TEXT FOR ANALYSIS:
====

To account for treatment-related differences, CRC-directed surgical procedures were identified using ICD-9-PCS and ICD-10-PCS codes and classified as: (1) open surgery, (2) laparoscopic/minimally invasive surgery, (3) liver resection for metastatic disease, and (4) no CRC-related surgery (i.e., no colorectal or liver metastasectomy performed during the admission). Additionally, the five most common principal diagnosis codes of the hospitalisations have been reviewed, as presented in Supplementary Table 7.
Statistical analysis
The NIS database includes a 20% sample of US annual inpatient admissions, weighted samples (before/after 2012 using TRENDWT and DISCWT), stratum (NIS_STRATUM), and cluster (HOSPID) were used to produce national estimates for all analyses. The SURVEY procedure in SAS performs analysis for sample survey data. Descriptive statistics are presented as numbers (n) and weighted percentages (%), or as means and standard errors (SE). Group comparisons use standardised mean difference (SMD). The propensity-score matching (PSM) method uses the SAS OneToManyMTCH macro to balance the baseline characteristics of patients with and without frailty. The macro prioritises “best” matches first and then proceeds with “next-best” matches until no more can be made. The patient cohort was matched at a ratio of case (frail): control (non-frail) = 1:1 based on variables with SMD ≥ 0.1 in Supplementary Table 2 (except for HFRS).

====

DATA EXCERPTS:

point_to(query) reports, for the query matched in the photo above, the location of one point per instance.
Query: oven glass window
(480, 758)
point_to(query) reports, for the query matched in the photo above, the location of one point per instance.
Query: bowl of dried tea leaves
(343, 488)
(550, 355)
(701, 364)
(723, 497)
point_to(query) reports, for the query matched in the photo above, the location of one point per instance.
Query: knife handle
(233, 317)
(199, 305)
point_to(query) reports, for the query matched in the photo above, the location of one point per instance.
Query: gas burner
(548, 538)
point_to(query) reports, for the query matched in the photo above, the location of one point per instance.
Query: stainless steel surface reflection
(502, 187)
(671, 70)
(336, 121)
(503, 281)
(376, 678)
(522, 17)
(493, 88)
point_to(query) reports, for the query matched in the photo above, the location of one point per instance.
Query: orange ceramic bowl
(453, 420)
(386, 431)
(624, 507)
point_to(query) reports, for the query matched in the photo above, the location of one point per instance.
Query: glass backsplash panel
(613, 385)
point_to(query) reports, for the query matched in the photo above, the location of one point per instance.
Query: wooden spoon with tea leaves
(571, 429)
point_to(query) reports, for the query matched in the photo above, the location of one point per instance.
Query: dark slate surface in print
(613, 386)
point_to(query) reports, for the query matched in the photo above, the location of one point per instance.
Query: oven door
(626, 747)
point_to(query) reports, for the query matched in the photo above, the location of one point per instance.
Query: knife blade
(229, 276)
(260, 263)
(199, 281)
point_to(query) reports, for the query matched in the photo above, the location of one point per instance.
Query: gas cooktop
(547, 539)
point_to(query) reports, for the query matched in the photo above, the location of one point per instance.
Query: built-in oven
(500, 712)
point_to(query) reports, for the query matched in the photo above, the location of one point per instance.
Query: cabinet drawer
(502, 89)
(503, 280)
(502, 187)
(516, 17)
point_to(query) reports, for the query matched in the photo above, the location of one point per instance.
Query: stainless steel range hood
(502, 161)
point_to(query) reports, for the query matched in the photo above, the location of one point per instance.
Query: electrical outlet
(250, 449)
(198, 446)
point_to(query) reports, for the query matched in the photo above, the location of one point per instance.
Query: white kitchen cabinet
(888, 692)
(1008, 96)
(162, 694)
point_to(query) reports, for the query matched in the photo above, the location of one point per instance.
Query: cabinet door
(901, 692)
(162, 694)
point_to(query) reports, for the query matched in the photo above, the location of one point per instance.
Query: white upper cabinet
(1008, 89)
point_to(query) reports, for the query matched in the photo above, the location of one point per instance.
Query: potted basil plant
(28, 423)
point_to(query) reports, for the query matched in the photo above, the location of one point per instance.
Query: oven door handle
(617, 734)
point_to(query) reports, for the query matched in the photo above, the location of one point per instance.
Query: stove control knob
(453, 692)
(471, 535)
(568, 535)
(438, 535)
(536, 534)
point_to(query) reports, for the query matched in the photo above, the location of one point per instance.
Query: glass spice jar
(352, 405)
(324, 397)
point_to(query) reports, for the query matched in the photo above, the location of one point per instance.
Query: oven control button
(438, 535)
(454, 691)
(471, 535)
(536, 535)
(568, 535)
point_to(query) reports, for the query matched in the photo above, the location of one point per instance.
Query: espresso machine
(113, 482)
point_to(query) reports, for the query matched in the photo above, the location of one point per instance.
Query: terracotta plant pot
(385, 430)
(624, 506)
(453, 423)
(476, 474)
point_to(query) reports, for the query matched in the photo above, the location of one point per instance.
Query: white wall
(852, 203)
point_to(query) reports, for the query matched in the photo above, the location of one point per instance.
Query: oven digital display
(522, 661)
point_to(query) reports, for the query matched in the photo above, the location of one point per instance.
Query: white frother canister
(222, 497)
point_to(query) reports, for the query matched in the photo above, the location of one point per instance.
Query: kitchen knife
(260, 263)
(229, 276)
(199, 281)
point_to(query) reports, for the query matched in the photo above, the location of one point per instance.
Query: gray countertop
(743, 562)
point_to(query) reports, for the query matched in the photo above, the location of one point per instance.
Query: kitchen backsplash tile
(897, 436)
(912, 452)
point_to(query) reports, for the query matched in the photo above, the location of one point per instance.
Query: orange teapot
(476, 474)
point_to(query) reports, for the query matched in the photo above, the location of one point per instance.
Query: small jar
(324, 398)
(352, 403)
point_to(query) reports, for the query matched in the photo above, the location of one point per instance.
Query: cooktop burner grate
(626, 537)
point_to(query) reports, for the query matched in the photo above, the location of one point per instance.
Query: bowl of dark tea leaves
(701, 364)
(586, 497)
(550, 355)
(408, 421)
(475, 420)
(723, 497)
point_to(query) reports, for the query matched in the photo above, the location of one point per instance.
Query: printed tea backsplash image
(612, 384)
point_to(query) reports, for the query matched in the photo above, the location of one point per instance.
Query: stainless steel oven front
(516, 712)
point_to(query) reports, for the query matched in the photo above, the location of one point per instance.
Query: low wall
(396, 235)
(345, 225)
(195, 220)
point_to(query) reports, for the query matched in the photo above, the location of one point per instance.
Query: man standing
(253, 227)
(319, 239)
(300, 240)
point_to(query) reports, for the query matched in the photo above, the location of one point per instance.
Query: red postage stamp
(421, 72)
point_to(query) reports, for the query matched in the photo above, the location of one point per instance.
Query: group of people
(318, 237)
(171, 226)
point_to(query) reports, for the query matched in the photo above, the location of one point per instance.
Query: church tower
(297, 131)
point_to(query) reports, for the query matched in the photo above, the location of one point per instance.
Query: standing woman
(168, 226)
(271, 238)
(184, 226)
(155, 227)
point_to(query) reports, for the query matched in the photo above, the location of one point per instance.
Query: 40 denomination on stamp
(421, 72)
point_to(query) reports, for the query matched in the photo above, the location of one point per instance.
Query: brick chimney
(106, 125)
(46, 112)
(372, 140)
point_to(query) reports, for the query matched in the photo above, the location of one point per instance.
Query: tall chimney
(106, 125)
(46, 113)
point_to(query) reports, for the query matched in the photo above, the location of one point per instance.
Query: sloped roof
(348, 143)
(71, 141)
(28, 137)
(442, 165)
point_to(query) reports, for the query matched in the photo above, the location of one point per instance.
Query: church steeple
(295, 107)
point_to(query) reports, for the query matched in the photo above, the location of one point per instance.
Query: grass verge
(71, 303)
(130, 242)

====

ASSIGNED TASK A: In the CRC methods text, at what ratio were frail cases matched to non-frail controls?
ASSIGNED TASK B: Please continue the CRC methods text from the point where it stops.
The material comes from a different source than the CRC methods text.

TASK RESPONSE A: They were matched at a ratio of 1:1.

TASK RESPONSE B:
Univariate and multivariable logistic regression analyses were used to determine associations between the study variables and binary outcomes, while linear regression was used to assess associations with the continuous outcome (i.e., total hospital costs). In addition, stratified analyses on the impact of frailty on in-hospital mortality were performed according to age, sex, and race/ethnicity. An SMD < 0.1 indicates a balanced distribution of variables between groups. Variables with an SMD ≥ 0.1 after PSM were additionally adjusted for in the multivariable model. All p-values were two-sided, and p < 0.05 was considered to represent statistical significance. All statistical analyses were performed using the statistical software package SAS software version 9.4 (SAS Institute Inc., Cary, NC, USA).